**TEXT SHOWN**:
※

Question

In his answer Stephen explained that when ConfigureAwait(false) is called the rest of the method will be executed on a thread pool thread unless the Task you're awaiting is already complete.

What is clear: If I use ConfigureAwait(false) everything executed after the asynchronous call will be executed on a thread pool thread and therefore not run in the UI SynchronizationContext, otherwise (escpecially needed for UI based things like textBox1.Text = data.Property) it runs within UI SynchronizationContext.

What I don't understand is: Does await not mean that the Task I am waiting for is always completed before the methods is going on? So how can the Task not be completed before going on?

Was it helpful?

Solution

Imagine something like this

var task = obj.SomeTaskAsync();
// do some lengthy computation
var value = await task.ConfigureAwait(false);

I think it's easy to see that the task could be completed even before the await task call.

※

**DATA FOR REVIEW**:
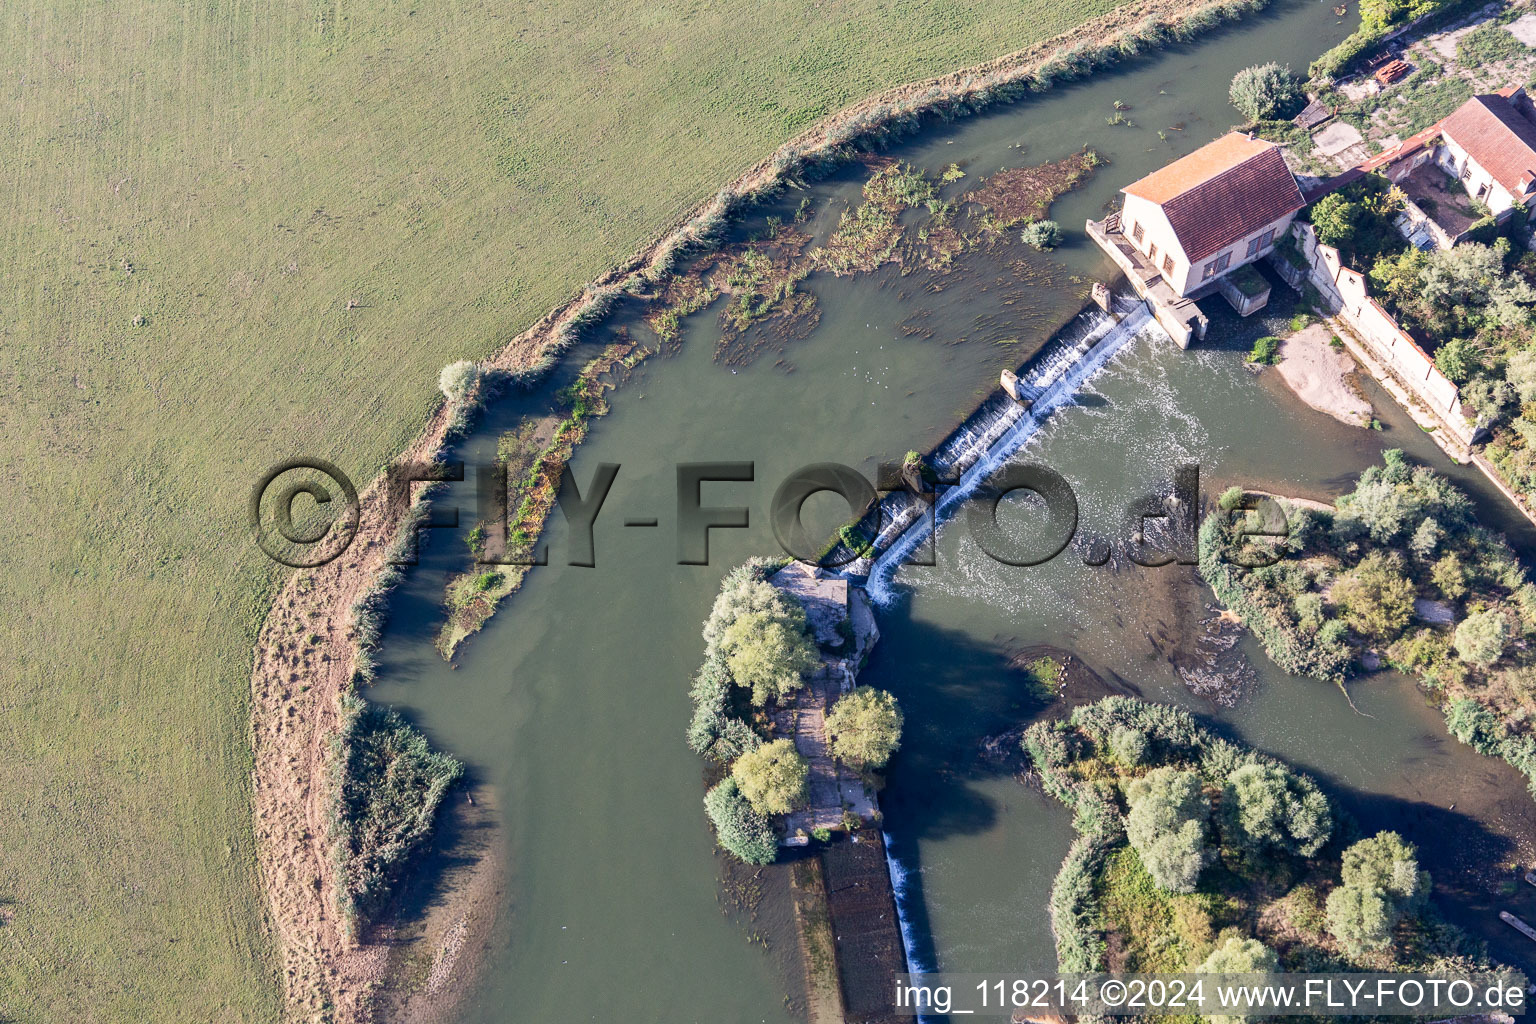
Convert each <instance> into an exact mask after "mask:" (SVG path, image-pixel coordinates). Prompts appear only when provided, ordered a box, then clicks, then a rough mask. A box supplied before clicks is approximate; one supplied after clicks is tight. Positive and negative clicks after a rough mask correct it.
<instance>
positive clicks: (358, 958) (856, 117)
mask: <svg viewBox="0 0 1536 1024" xmlns="http://www.w3.org/2000/svg"><path fill="white" fill-rule="evenodd" d="M1256 6H1258V5H1206V6H1200V5H1187V3H1147V5H1137V6H1135V8H1127V9H1126V11H1123V12H1121V14H1123V18H1124V20H1123V21H1117V20H1115V18H1114V17H1107V15H1106V18H1100V20H1095V21H1092V23H1089V25H1086V26H1083V28H1080V29H1077V31H1074V32H1072V34H1069V35H1066V37H1061V38H1058V40H1055V41H1054V43H1051V45H1040V46H1038V48H1032V49H1031V51H1023V52H1021V54H1017V55H1014V57H1011V58H1005V60H1003V61H1001V63H998V61H994V64H988V66H986V68H985V69H978V71H986V74H988V75H991V77H989V78H972V80H966V75H960V74H957V75H951V77H946V78H942V80H934V81H932V83H922V84H920V86H909V88H906V89H905V91H897V94H885V95H886V97H889V98H892V100H894V101H899V103H905V106H902V107H900V109H889V111H879V107H880V104H882V98H880V97H877V98H872V100H869V101H866V103H863V104H859V106H856V107H851V109H849V111H845V112H843V114H840V115H837V117H836V118H833V120H831V121H828V123H826V124H825V126H823V127H822V129H819V130H817V132H813V134H811V137H813V138H819V140H822V143H823V144H825V149H823V152H829V150H831V149H833V147H837V146H845V144H848V143H851V141H852V140H856V138H859V130H860V129H871V130H876V129H880V130H885V129H888V127H889V124H892V123H895V120H897V118H909V117H915V115H917V114H919V112H923V111H931V109H932V111H937V107H935V106H934V104H937V103H951V104H955V103H962V101H965V103H971V101H975V103H989V101H992V100H994V98H997V97H995V95H994V91H995V88H997V86H998V84H1006V83H1008V81H1014V83H1021V81H1023V80H1025V77H1026V74H1025V72H1028V71H1034V69H1038V71H1048V72H1049V75H1048V78H1049V80H1055V77H1057V75H1069V74H1081V72H1083V71H1086V68H1089V66H1092V57H1091V54H1087V52H1086V51H1081V52H1077V51H1078V48H1077V46H1072V45H1074V43H1078V41H1084V43H1086V40H1089V38H1092V40H1095V43H1101V41H1103V40H1104V38H1114V37H1115V29H1117V28H1118V29H1129V26H1130V23H1132V18H1140V20H1141V23H1143V25H1144V21H1146V18H1155V23H1152V25H1150V26H1146V28H1147V31H1150V32H1154V34H1157V35H1163V37H1166V38H1183V37H1184V35H1181V32H1184V34H1190V32H1195V31H1200V29H1201V28H1209V26H1210V25H1215V23H1220V21H1221V20H1223V18H1226V17H1233V15H1236V14H1241V12H1244V11H1250V9H1256ZM1126 41H1127V43H1130V41H1132V40H1129V37H1126ZM1137 45H1140V43H1137ZM1134 49H1135V46H1132V48H1130V51H1127V52H1134ZM1066 57H1071V58H1072V60H1066ZM1057 58H1060V60H1057ZM1117 58H1118V57H1117ZM1054 60H1057V63H1052V61H1054ZM1031 81H1035V80H1034V78H1031ZM1046 84H1049V81H1046ZM1029 88H1034V86H1032V84H1031V86H1029ZM929 89H934V91H937V92H935V94H932V95H925V94H928V91H929ZM903 97H905V98H903ZM954 112H958V111H954ZM882 118H885V120H882ZM785 152H786V150H780V154H779V155H785ZM805 152H806V150H805V149H803V147H800V149H797V150H794V152H793V154H790V157H796V154H797V155H799V158H800V160H803V157H805ZM811 152H814V149H813V150H811ZM776 163H777V161H776V160H770V161H765V163H763V164H759V167H756V169H753V170H751V172H748V175H743V178H740V180H739V181H737V183H736V187H734V190H731V189H728V192H730V193H731V197H730V198H728V200H719V198H717V200H716V201H714V203H711V204H707V206H705V207H703V209H702V210H699V212H697V215H696V216H693V218H688V220H687V221H684V224H682V226H680V227H679V229H677V230H674V232H668V235H665V236H664V238H659V239H657V243H656V244H653V246H650V247H648V249H647V250H644V252H642V253H639V255H637V256H636V258H633V259H631V261H628V263H627V264H624V266H622V267H617V269H614V270H613V272H610V273H608V275H605V276H604V278H599V279H598V281H596V282H594V284H593V286H591V287H590V289H587V292H585V293H584V295H582V296H581V298H578V299H573V301H571V302H570V304H567V306H564V307H561V309H558V310H553V312H551V313H548V315H547V316H545V318H544V319H541V321H539V324H536V325H535V327H533V329H530V330H528V332H525V333H522V335H519V336H518V338H516V339H513V341H511V342H508V344H507V345H505V347H504V348H502V350H501V352H499V353H498V355H496V358H493V359H492V361H490V362H488V368H493V370H502V372H505V373H507V375H508V376H511V378H515V379H519V381H530V379H536V376H538V375H539V373H542V370H545V368H547V367H548V365H550V362H551V361H553V359H554V358H556V356H558V355H559V352H562V350H564V348H565V347H567V345H568V344H571V341H574V338H576V336H578V335H579V332H581V329H582V327H584V325H587V324H590V322H593V321H594V319H598V318H601V315H602V313H604V312H607V309H608V307H610V306H611V304H613V302H616V301H617V299H619V295H621V293H625V286H627V284H631V282H641V281H645V279H650V278H656V279H660V278H662V276H664V275H665V273H667V270H665V267H668V266H670V263H671V259H673V258H676V256H677V253H679V252H680V250H682V249H684V247H685V246H688V244H693V243H697V244H708V232H707V230H705V229H713V227H714V226H717V223H719V221H720V218H723V216H725V215H727V212H728V209H730V207H731V206H734V203H736V201H737V200H739V198H740V197H742V195H757V193H759V190H760V189H763V187H766V186H770V184H774V183H779V181H783V180H786V178H788V175H790V173H793V172H797V170H800V169H802V167H803V164H802V167H796V166H794V164H796V163H797V160H796V158H790V160H786V161H783V164H782V167H780V169H777V170H776V169H774V164H776ZM452 419H453V410H447V408H439V410H438V411H436V413H435V415H433V416H432V418H430V421H429V424H427V428H425V431H424V433H422V434H421V438H418V441H416V442H415V444H413V445H410V448H409V451H407V456H409V457H418V459H427V457H432V456H435V454H436V453H438V451H441V450H442V447H444V444H445V439H447V438H449V434H450V425H452ZM399 524H401V514H399V513H398V511H390V510H387V508H384V502H382V496H381V487H379V484H378V482H375V484H373V485H372V487H370V488H369V490H367V491H366V493H364V497H362V508H361V522H359V534H358V539H356V540H355V543H353V548H352V551H350V553H349V554H347V556H346V557H344V559H341V560H338V562H335V563H332V565H329V567H324V568H321V570H315V571H309V573H301V574H295V577H292V579H290V580H289V585H287V586H286V588H284V590H283V591H281V594H280V597H278V602H276V608H275V609H273V613H272V616H269V620H267V623H266V625H264V628H263V633H261V637H260V639H258V643H257V659H255V668H253V674H252V697H253V725H252V734H253V737H255V738H253V748H255V752H257V766H255V804H257V829H258V841H260V860H261V866H263V877H264V880H266V884H267V887H269V898H270V903H272V909H273V920H275V924H276V927H278V933H280V938H281V940H283V944H284V978H286V989H287V992H289V1003H290V1007H295V1012H296V1013H300V1015H313V1013H315V1012H318V1010H316V1007H321V1006H326V1004H327V1003H329V1004H333V1006H335V1007H336V1009H338V1013H341V1015H343V1019H364V1015H366V1013H367V1006H366V992H367V989H369V986H370V984H373V981H376V978H370V976H369V973H367V960H369V958H367V956H366V955H364V950H366V947H352V946H350V944H347V943H346V941H344V940H343V936H341V930H339V927H338V923H336V921H335V920H333V915H332V912H330V909H329V907H332V906H333V903H332V901H330V898H332V895H333V880H332V877H330V872H329V867H327V863H326V841H324V838H323V837H324V831H326V792H324V783H323V781H318V780H321V778H323V777H324V775H323V772H321V771H316V769H323V766H324V763H326V746H327V743H329V737H330V734H332V732H333V729H335V723H336V700H338V699H339V695H341V694H343V692H344V691H346V688H347V686H350V680H352V676H353V668H355V659H356V651H355V643H353V640H355V636H353V622H352V606H353V603H355V602H356V599H358V597H361V596H364V594H369V593H370V591H372V580H373V579H375V577H376V576H378V574H379V573H382V571H384V570H386V557H384V551H386V548H387V547H389V543H390V540H392V539H393V536H395V533H396V530H398V527H399ZM301 580H303V582H301ZM316 623H321V625H319V626H316ZM298 629H304V631H306V633H310V631H312V633H313V634H315V636H316V637H318V640H315V642H313V643H310V645H307V646H306V648H304V649H303V651H292V649H289V648H287V645H289V643H292V637H293V636H295V631H298ZM301 672H303V674H306V685H307V689H304V688H300V686H298V685H296V683H298V680H296V679H295V677H296V676H300V674H301Z"/></svg>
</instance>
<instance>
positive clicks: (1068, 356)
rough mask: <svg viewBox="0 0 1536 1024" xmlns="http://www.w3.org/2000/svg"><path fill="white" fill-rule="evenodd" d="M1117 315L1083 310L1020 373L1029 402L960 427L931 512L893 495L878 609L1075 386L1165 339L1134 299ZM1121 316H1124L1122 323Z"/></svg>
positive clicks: (1124, 305)
mask: <svg viewBox="0 0 1536 1024" xmlns="http://www.w3.org/2000/svg"><path fill="white" fill-rule="evenodd" d="M1114 307H1115V316H1111V315H1109V313H1104V312H1101V310H1098V309H1087V310H1084V312H1083V313H1081V315H1080V316H1078V318H1077V319H1074V321H1072V322H1071V324H1069V325H1068V327H1066V329H1063V332H1061V333H1060V335H1057V336H1055V338H1054V339H1052V341H1051V342H1049V344H1048V345H1046V347H1044V348H1043V350H1041V352H1040V353H1038V355H1037V356H1035V358H1034V359H1032V361H1031V362H1029V364H1026V365H1025V368H1023V370H1021V372H1020V375H1018V391H1020V395H1021V396H1025V398H1031V399H1032V402H1031V405H1029V408H1028V410H1026V408H1025V405H1023V404H1020V402H1015V401H1012V399H1009V398H1006V395H1005V396H1001V399H1000V401H998V399H994V401H991V402H988V404H986V405H983V408H982V411H978V413H977V415H975V416H972V418H971V419H968V421H966V422H965V424H962V425H960V428H958V430H955V433H952V434H949V436H948V438H946V439H945V441H943V444H940V445H938V447H937V448H934V451H932V453H931V454H929V456H928V465H929V467H932V470H934V471H935V473H938V476H940V477H943V479H955V474H958V482H957V484H955V485H954V487H949V488H946V490H945V491H943V493H942V494H940V496H938V502H937V507H935V508H934V514H932V516H928V514H926V511H925V510H923V507H922V505H919V504H917V502H914V500H911V499H909V496H908V494H906V493H905V491H892V493H891V494H888V496H886V497H885V499H883V500H882V502H880V504H882V522H883V524H886V525H885V527H883V528H882V530H880V533H879V536H877V537H876V540H874V545H872V547H874V551H876V556H874V563H872V565H869V563H868V562H863V565H869V568H868V582H866V583H865V590H866V591H868V593H869V599H871V600H872V602H874V603H876V605H886V603H889V602H891V597H892V591H891V577H892V576H895V571H897V570H899V568H900V567H902V563H903V562H905V560H906V559H908V557H909V556H911V554H912V551H915V550H917V547H919V545H920V543H923V542H925V540H926V539H928V536H929V533H931V528H934V527H937V525H938V524H942V522H943V520H945V519H946V516H949V514H952V513H954V510H955V508H957V507H958V505H960V504H962V502H965V500H966V499H968V497H969V496H971V494H974V493H975V490H977V487H980V485H982V484H983V482H985V481H986V479H988V477H989V476H992V473H995V471H997V468H998V467H1001V465H1003V464H1005V462H1008V459H1009V457H1012V456H1014V454H1015V453H1018V451H1020V450H1021V448H1023V447H1025V445H1026V444H1029V439H1031V438H1034V436H1035V434H1037V433H1038V431H1040V427H1043V425H1044V422H1046V421H1048V419H1049V418H1051V413H1052V411H1054V410H1057V408H1060V407H1061V405H1068V404H1071V401H1072V398H1074V396H1075V395H1077V391H1078V388H1080V387H1083V384H1084V382H1086V381H1087V379H1089V378H1092V376H1094V375H1095V373H1098V370H1101V368H1103V367H1104V364H1107V362H1109V361H1111V359H1112V358H1114V356H1115V353H1118V352H1120V350H1121V348H1123V347H1124V345H1126V342H1129V341H1132V339H1135V338H1138V336H1143V335H1154V336H1161V338H1167V335H1166V332H1164V330H1163V329H1161V327H1160V325H1158V322H1157V321H1155V319H1154V318H1152V310H1150V309H1149V307H1147V306H1146V304H1144V302H1141V301H1140V299H1137V298H1132V296H1121V295H1117V296H1115V299H1114ZM1117 316H1118V318H1120V319H1117Z"/></svg>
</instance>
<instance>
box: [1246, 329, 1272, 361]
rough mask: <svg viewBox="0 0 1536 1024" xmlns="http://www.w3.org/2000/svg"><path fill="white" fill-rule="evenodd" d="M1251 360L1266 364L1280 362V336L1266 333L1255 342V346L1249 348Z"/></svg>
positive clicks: (1251, 360) (1254, 343)
mask: <svg viewBox="0 0 1536 1024" xmlns="http://www.w3.org/2000/svg"><path fill="white" fill-rule="evenodd" d="M1249 362H1260V364H1264V365H1275V364H1276V362H1279V338H1273V336H1270V335H1266V336H1264V338H1260V339H1258V341H1255V342H1253V348H1250V350H1249Z"/></svg>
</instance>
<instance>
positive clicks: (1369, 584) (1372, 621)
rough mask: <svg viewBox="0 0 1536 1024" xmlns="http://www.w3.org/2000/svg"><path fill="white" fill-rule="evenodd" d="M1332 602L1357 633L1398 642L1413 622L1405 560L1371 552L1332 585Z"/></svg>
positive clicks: (1396, 554)
mask: <svg viewBox="0 0 1536 1024" xmlns="http://www.w3.org/2000/svg"><path fill="white" fill-rule="evenodd" d="M1333 602H1335V603H1336V605H1339V608H1342V609H1344V622H1347V623H1349V628H1350V629H1353V631H1355V633H1359V634H1361V636H1366V637H1372V639H1375V640H1390V639H1395V637H1396V636H1398V634H1399V633H1402V631H1404V629H1405V628H1407V626H1409V622H1410V620H1412V619H1413V582H1412V580H1409V577H1407V576H1405V574H1404V570H1402V556H1401V554H1398V553H1396V551H1392V553H1387V554H1382V553H1381V551H1372V553H1370V554H1367V556H1366V557H1364V559H1362V560H1361V563H1359V565H1356V567H1355V568H1353V570H1352V571H1350V573H1347V574H1346V576H1344V577H1342V579H1339V582H1338V583H1335V585H1333Z"/></svg>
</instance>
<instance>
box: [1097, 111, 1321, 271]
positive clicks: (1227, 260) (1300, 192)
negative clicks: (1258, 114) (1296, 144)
mask: <svg viewBox="0 0 1536 1024" xmlns="http://www.w3.org/2000/svg"><path fill="white" fill-rule="evenodd" d="M1124 197H1126V198H1124V206H1123V207H1121V210H1120V230H1121V232H1123V233H1124V238H1126V239H1127V241H1129V243H1130V244H1132V246H1135V249H1137V250H1138V252H1140V253H1141V256H1143V258H1144V259H1146V263H1149V264H1150V266H1152V267H1154V269H1157V272H1158V273H1160V275H1161V278H1163V281H1166V282H1167V286H1169V289H1172V290H1174V293H1175V295H1178V296H1190V295H1193V293H1198V292H1204V290H1210V289H1212V287H1213V286H1215V284H1217V281H1218V278H1221V276H1223V275H1226V273H1230V272H1232V270H1236V269H1238V267H1241V266H1244V264H1249V263H1253V261H1255V259H1258V258H1260V256H1263V255H1266V253H1267V252H1269V250H1270V249H1272V247H1273V246H1275V241H1276V239H1278V238H1281V236H1283V233H1284V230H1286V227H1289V226H1290V221H1292V218H1293V216H1295V215H1296V210H1299V209H1301V207H1303V206H1304V203H1303V198H1301V189H1299V187H1296V180H1295V178H1293V177H1292V173H1290V170H1289V169H1287V167H1286V160H1284V158H1283V157H1281V152H1279V146H1275V144H1273V143H1267V141H1264V140H1261V138H1252V137H1249V135H1244V134H1243V132H1232V134H1229V135H1223V137H1221V138H1218V140H1217V141H1213V143H1209V144H1206V146H1201V147H1200V149H1197V150H1195V152H1192V154H1189V155H1187V157H1183V158H1180V160H1175V161H1174V163H1170V164H1167V166H1166V167H1163V169H1161V170H1155V172H1152V173H1149V175H1147V177H1146V178H1141V180H1140V181H1135V183H1134V184H1129V186H1126V189H1124ZM1147 284H1152V282H1147Z"/></svg>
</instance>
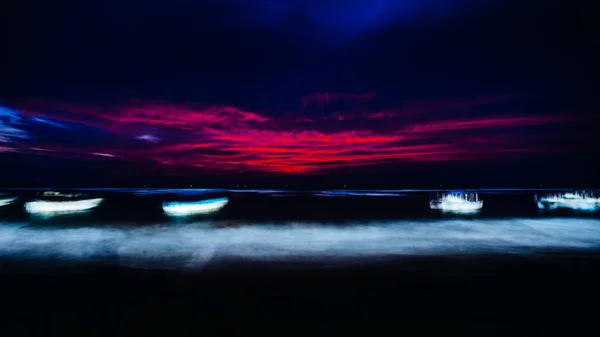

※

**PROBLEM REQUIREMENTS**: From the ConfigureAwait Q&A above, copy out the passage that begins with the words "In his answer" and ends with "before going on?", keeping every word unchanged.

**WRITTEN RESPONSE**:
In his answer Stephen explained that when ConfigureAwait(false) is called the rest of the method will be executed on a thread pool thread unless the Task you're awaiting is already complete.

What is clear: If I use ConfigureAwait(false) everything executed after the asynchronous call will be executed on a thread pool thread and therefore not run in the UI SynchronizationContext, otherwise (escpecially needed for UI based things like textBox1.Text = data.Property) it runs within UI SynchronizationContext.

What I don't understand is: Does await not mean that the Task I am waiting for is always completed before the methods is going on? So how can the Task not be completed before going on?